[YOUR TASK] Using the data below, output the first line and every line after it up to and including the line containing "Could you find the brown roof", exactly as written and with nothing added.

[PROVIDED DATA]
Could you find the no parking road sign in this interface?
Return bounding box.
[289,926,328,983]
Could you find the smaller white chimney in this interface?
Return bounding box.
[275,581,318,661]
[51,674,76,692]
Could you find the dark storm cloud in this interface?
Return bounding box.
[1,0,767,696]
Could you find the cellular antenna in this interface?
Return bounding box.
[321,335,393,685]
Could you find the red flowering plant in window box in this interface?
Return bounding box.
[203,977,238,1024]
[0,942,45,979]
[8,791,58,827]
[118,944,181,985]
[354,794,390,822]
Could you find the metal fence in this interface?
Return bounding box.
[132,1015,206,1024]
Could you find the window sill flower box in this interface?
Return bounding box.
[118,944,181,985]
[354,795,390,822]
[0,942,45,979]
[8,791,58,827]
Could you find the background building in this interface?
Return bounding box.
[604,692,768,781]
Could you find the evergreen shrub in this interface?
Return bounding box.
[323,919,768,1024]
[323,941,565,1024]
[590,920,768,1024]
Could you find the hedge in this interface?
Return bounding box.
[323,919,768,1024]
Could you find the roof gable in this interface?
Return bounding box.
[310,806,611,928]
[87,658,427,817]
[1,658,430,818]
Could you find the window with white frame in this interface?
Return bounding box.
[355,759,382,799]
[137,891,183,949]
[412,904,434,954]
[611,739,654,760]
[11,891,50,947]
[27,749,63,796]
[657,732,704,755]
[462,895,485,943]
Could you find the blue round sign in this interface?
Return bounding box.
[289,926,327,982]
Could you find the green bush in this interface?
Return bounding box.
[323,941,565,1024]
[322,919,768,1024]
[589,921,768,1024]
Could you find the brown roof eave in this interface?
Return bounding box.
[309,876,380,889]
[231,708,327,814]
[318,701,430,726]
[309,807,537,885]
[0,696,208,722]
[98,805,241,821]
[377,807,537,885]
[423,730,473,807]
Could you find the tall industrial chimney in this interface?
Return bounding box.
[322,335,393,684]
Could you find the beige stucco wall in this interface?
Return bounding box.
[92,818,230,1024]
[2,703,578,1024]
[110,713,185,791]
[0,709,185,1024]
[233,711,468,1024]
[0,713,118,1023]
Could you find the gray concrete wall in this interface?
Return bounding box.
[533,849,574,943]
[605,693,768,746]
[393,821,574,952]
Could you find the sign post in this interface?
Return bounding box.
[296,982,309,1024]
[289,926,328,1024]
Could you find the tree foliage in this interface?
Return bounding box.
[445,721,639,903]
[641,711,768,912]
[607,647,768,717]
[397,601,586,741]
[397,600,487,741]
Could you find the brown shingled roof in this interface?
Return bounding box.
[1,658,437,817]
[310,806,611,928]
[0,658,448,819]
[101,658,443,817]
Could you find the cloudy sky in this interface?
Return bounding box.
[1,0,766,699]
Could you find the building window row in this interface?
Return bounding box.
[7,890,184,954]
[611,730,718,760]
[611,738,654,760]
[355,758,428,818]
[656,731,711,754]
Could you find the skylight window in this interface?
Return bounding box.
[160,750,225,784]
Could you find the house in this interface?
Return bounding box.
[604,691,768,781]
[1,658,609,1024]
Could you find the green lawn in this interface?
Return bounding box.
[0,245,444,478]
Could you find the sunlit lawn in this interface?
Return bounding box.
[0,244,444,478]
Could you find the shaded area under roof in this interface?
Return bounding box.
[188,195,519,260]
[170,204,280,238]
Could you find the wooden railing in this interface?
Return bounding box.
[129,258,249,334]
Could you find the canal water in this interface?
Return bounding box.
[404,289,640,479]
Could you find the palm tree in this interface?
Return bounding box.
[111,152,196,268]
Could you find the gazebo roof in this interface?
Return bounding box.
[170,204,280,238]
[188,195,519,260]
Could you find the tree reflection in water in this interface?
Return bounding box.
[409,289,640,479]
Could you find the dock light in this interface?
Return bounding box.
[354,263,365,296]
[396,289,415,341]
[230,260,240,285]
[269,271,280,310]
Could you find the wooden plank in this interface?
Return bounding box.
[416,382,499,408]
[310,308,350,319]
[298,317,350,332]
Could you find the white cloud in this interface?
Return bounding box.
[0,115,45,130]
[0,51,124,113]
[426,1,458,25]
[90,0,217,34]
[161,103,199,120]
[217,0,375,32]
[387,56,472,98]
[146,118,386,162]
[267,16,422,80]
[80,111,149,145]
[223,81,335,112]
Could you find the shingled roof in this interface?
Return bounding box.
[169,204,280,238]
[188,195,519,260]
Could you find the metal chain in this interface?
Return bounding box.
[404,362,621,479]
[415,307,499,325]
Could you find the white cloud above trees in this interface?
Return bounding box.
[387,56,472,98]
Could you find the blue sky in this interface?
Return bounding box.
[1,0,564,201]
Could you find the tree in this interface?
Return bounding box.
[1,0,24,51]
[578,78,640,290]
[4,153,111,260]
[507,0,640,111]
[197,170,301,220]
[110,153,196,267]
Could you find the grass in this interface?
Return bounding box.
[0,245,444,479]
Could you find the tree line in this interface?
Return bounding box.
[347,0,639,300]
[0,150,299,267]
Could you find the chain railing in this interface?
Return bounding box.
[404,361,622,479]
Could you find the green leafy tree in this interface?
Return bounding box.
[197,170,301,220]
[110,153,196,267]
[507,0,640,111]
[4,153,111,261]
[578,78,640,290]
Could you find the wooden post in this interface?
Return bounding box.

[ANSWER BELOW]
Could you find the no parking road sign in this interface?
Return bounding box.
[289,926,328,983]
Could you find the smaller white chimney in this interface?
Return bounding box.
[275,581,318,661]
[51,674,76,692]
Could you find the dark storm cloud in this interface?
Return bounding box.
[1,0,767,696]
Could you find the cellular antenna in this interface?
Return bounding box.
[321,335,393,685]
Could you find the red flowering plant in window box in this interface?
Return bounding box.
[203,977,238,1024]
[0,942,45,979]
[8,791,58,827]
[118,944,181,985]
[354,794,390,822]
Could you find the metal fence in this interface?
Return bounding box.
[132,1015,206,1024]
Could you find the window sill flower box in this interface?
Return bounding box.
[118,944,181,985]
[354,795,390,822]
[0,942,45,979]
[8,791,58,827]
Could you find the background building in this interface?
Return bounding box.
[604,692,768,781]
Could you find the evergreen shrub in this interface?
Return bounding box.
[323,919,768,1024]
[323,941,565,1024]
[590,920,768,1024]
Could you find the hedge in this interface?
Return bounding box.
[323,919,768,1024]
Could you find the roof gable in this interface?
Return bounding box.
[310,806,611,928]
[87,658,427,817]
[1,658,430,818]
Could you find the window with white frame in this interface?
Return bounding box.
[355,759,382,799]
[137,891,183,949]
[412,904,434,954]
[611,739,654,760]
[11,891,50,947]
[27,749,63,796]
[657,732,704,755]
[462,895,485,943]
Could you find the blue round sign in this interface?
Return bounding box.
[289,926,327,982]
Could you find the green bush in this interface?
Return bounding box.
[323,941,565,1024]
[322,919,768,1024]
[589,921,768,1024]
Could you find the brown roof eave in this interface?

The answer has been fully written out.